Copy out each line in the material below that has the word "bright".

—————

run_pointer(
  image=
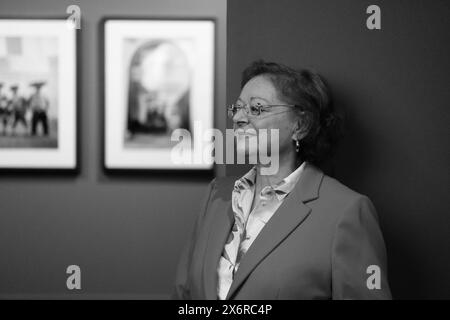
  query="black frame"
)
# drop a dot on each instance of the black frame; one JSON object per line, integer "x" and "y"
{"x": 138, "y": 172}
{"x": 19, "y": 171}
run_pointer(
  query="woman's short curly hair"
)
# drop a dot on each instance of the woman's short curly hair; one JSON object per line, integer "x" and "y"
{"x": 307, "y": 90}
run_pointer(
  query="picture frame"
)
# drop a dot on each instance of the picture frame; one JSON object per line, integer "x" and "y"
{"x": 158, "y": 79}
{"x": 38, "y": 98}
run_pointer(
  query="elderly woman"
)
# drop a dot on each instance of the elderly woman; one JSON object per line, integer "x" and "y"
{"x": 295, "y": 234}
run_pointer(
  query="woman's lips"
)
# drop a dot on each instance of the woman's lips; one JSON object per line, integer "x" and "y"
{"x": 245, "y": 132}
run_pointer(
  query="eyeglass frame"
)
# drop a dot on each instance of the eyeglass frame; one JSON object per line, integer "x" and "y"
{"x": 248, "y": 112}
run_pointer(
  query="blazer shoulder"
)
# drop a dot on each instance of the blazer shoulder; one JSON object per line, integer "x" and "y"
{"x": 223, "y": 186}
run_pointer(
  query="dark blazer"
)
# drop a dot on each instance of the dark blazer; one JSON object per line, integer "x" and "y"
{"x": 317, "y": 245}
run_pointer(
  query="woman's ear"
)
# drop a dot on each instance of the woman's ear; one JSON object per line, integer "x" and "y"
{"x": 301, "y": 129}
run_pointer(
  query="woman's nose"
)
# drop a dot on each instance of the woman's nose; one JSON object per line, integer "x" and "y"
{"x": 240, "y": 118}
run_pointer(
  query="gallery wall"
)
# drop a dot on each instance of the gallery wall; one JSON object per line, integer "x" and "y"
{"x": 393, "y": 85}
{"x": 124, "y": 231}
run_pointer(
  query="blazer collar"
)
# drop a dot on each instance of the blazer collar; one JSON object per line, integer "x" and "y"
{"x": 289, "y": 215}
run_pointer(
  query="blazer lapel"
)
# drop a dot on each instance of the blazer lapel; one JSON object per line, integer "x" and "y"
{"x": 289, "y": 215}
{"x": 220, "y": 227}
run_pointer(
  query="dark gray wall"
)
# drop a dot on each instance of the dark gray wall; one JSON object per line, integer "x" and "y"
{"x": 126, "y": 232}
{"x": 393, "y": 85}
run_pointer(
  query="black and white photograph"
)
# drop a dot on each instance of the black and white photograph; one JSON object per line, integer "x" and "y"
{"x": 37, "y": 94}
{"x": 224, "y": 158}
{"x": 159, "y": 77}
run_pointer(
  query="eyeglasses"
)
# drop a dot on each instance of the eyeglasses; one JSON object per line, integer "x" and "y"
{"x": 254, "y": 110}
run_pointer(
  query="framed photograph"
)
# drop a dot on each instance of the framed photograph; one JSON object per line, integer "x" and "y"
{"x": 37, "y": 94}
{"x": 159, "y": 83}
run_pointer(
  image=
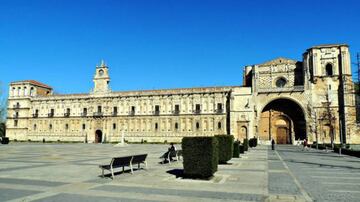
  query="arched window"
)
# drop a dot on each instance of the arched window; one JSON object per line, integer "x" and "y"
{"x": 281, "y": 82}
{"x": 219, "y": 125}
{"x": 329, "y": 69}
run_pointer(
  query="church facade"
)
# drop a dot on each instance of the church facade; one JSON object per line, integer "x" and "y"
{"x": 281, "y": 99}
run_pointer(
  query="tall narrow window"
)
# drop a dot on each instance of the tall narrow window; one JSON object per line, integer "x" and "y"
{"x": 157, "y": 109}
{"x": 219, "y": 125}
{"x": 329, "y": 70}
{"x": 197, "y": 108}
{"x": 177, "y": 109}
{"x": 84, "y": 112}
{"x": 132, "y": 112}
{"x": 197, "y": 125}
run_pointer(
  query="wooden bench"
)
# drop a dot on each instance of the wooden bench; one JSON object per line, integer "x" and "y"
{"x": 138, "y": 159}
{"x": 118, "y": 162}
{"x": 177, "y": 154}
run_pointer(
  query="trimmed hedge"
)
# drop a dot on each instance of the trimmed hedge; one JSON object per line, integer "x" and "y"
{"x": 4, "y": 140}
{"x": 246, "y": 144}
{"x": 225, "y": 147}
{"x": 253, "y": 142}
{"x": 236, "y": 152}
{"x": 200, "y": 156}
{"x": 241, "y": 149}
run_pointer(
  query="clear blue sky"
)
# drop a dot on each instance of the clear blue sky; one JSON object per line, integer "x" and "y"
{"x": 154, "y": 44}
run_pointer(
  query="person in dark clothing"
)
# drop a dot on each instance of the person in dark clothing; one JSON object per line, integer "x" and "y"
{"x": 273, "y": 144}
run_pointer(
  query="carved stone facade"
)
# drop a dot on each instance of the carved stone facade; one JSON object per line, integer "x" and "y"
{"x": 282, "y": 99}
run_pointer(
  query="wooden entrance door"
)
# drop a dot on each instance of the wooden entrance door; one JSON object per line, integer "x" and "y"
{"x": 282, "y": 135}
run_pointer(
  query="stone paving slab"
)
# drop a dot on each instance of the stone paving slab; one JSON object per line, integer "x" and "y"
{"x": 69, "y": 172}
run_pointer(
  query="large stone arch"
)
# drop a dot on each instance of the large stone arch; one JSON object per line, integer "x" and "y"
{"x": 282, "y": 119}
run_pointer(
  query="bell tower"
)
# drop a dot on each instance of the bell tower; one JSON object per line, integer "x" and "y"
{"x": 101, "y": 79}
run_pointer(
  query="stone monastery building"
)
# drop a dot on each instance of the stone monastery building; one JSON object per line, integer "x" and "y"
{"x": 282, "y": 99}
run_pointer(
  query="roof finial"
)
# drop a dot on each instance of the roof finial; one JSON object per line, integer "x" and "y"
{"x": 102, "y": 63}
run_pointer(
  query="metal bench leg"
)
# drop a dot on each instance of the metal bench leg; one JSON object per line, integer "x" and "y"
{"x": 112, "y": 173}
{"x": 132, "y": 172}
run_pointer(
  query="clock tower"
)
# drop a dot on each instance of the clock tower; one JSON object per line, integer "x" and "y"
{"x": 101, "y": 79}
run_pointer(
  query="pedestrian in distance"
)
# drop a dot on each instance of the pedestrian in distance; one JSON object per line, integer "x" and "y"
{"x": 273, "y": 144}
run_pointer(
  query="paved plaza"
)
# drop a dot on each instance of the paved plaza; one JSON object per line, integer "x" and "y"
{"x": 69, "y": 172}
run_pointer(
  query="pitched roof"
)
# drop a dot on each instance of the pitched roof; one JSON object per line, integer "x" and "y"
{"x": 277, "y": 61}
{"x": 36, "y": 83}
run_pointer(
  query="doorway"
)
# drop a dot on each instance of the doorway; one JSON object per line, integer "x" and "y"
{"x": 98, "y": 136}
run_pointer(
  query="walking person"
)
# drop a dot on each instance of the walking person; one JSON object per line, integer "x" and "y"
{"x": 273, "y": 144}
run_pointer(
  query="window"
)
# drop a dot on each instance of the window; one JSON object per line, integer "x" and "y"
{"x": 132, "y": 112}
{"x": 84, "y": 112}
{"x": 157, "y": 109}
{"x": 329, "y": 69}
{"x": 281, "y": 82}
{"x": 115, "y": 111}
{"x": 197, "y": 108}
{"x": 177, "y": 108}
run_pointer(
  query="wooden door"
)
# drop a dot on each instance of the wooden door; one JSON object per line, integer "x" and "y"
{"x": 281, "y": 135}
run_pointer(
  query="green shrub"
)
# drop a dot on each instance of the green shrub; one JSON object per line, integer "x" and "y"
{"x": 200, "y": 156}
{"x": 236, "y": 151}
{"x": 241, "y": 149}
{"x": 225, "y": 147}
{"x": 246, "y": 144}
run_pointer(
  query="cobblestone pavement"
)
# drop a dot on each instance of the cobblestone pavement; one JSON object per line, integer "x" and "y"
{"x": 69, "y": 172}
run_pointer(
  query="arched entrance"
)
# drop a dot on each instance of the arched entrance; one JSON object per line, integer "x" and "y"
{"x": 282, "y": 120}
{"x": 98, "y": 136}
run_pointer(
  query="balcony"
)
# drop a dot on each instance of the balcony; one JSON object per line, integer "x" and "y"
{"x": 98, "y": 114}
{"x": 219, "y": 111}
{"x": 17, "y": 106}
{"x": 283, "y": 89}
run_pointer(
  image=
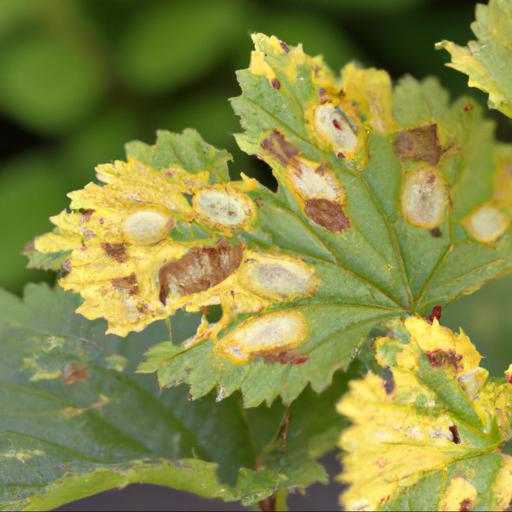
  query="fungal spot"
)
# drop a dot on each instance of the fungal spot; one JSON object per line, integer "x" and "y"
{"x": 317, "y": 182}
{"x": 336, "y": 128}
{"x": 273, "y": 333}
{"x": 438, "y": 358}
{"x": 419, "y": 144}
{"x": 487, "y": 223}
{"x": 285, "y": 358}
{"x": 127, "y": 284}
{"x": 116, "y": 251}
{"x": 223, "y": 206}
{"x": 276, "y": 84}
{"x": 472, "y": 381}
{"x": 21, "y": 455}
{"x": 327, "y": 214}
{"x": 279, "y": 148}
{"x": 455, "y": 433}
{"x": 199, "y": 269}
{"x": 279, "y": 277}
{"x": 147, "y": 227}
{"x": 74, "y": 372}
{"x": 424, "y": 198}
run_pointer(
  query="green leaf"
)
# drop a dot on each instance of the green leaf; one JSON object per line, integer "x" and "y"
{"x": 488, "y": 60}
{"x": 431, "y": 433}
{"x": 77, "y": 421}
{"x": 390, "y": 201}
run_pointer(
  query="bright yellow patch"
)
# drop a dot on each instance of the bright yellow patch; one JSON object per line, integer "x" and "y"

—————

#### WRITTEN SOLUTION
  query="bright yellow patch"
# drop a dot on each instance of the bright yellow patch; one JSON object per line, integer "x" and "y"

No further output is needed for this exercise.